- _WORK INSTRUCTION_
Each entry should be set down exactly as written, except for any picture it holds.

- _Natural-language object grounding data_
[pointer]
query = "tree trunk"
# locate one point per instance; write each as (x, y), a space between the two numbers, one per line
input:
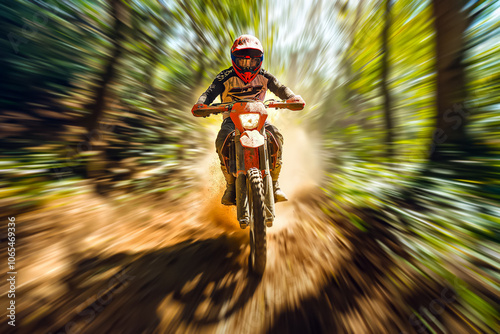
(97, 108)
(450, 23)
(389, 140)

- _ANSWER BOX_
[pointer]
query = "tree trunk"
# locate one point per instance; write each as (x, y), a space between the two numbers, one per line
input:
(97, 108)
(450, 23)
(389, 140)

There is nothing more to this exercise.